OPDRACHT 1:
Geef bij elke bewering aan of ze klopt met het fragment over amusementsmuziek: (a) amusementscomponisten raken snel in de vergetelheid, (b) Bach schreef geen dansvormen, (c) de Praagse proclamatie prijst de amusementsmuziek. Antwoord per bewering met ja of nee en citeer letterlijk de beslissende woorden uit het fragment.
OPDRACHT 2:
Geef het stuk uit het fragment over amusementsmuziek van "Blijft onze ‘amusements’-muziek." tot en met "der menselijke hoedanigheden." woordelijk weer.

FRAGMENT:
Blijft onze ‘amusements’-muziek. De Praagse proclamatie beschuldigt haar van oppervlakkigheid, banaliteit, gemonopoliseerd industrialisme, van nivellering, van devaluatie der menselijke hoedanigheden.
Maar welke componerende musicus zal het ooit in zijn hoofd halen om te denken dat onze gemiddelde, goede amusementsmuziek, technisch beschouwd, minder geraffineerd is van rhythme, melodie en harmonie, dan menige zogenaamd ernstige, deftige en dure symphonische compositie? De amusementscomponisten zijn weinig geacht. Zij worden spoedig vergeten en zij incasseren enkel maar veel geld - die auteurs van een liedje, van een dansje, dat overal weerklinkt, overal echoot, en doordringt tot in de meest hermetisch afgesloten ivoren toren. Maar wie zal loochenen dat hij het geluid hoort van zijn eigen ziel, van zijn hele organisme, van een ganse wereld, wanneer hij zulk een simpele, verkoopbare, geldswaardige melodie ergens opvangt en tot in zijn diepste binnenste weerklinken en trillen voelt?
Wie, die zich waarlijk kunstenaar weet, zou niet willen wedijveren met deze demonisch-betoverende, dwingend-verlokkende, grijpende muziek, welke werkelijke kunstenaar zal niet willen worstelen om dat gemakkelijke, spontaan veroverende geluid te transformeren tot edeler substantie, en om het, met behoud van al zijn aardse passies en illusies, op een hoger plan te evenaren in warmte, in enthousiasme, in echtheid? Zo deden eertijds alle grote meesters. Bach componeerde gavottes, gigues, sarabandes, zoals iedereen; Mozart, Haydn, Beethoven en Chopin schreven dans-rhythmen, mars-rhythmen, walsen en mazurka's, gelijk iedereen. Maar zij herschiepen ze volgens hun eigen individuele, subjectieve genie. Eerst daardoor kregen die vlinderachtige tonen hun waarde en betekenis. Daardoor pas kregen die rhythmen en melodieën macht om te duren zo lang als er mensen zullen zijn.

GEGEVENS:

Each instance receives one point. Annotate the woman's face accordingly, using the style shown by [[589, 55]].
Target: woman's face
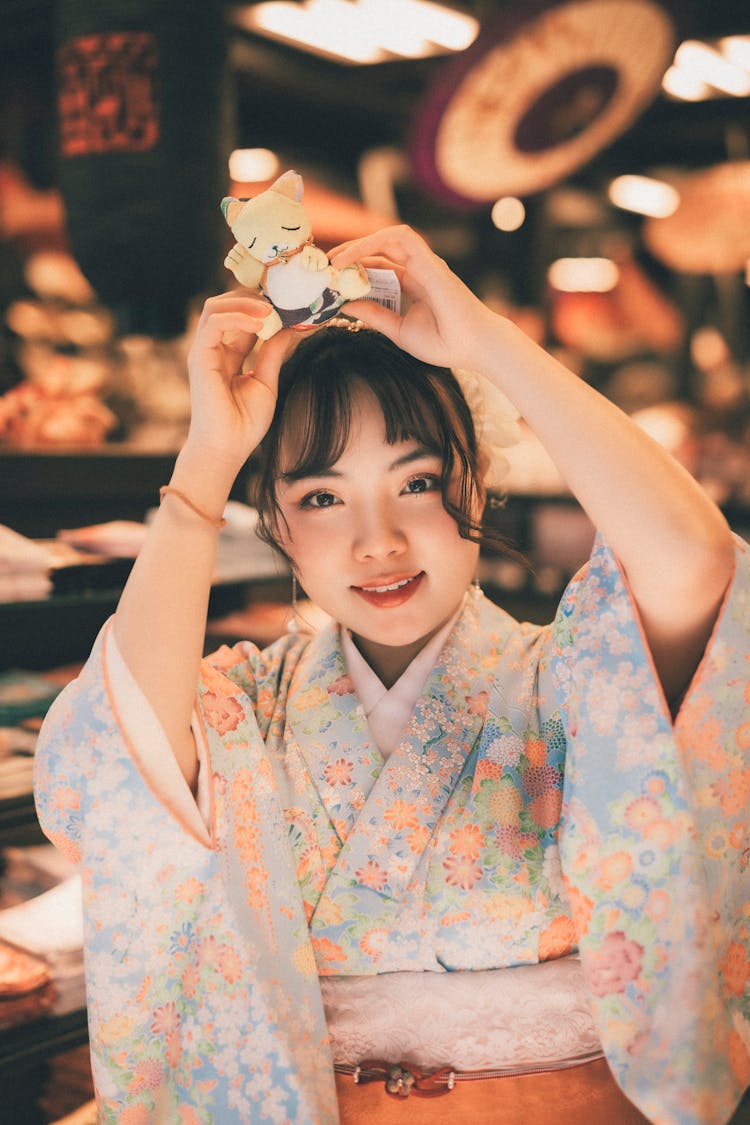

ANTWOORD 1:
(a) Ja: "Zij worden spoedig vergeten"
(b) Nee: "Bach componeerde gavottes, gigues, sarabandes, zoals iedereen"
(c) Nee: "De Praagse proclamatie beschuldigt haar van oppervlakkigheid, banaliteit, gemonopoliseerd industrialisme, van nivellering, van devaluatie der menselijke hoedanigheden."

ANTWOORD 2:
Blijft onze ‘amusements’-muziek. De Praagse proclamatie beschuldigt haar van oppervlakkigheid, banaliteit, gemonopoliseerd industrialisme, van nivellering, van devaluatie der menselijke hoedanigheden.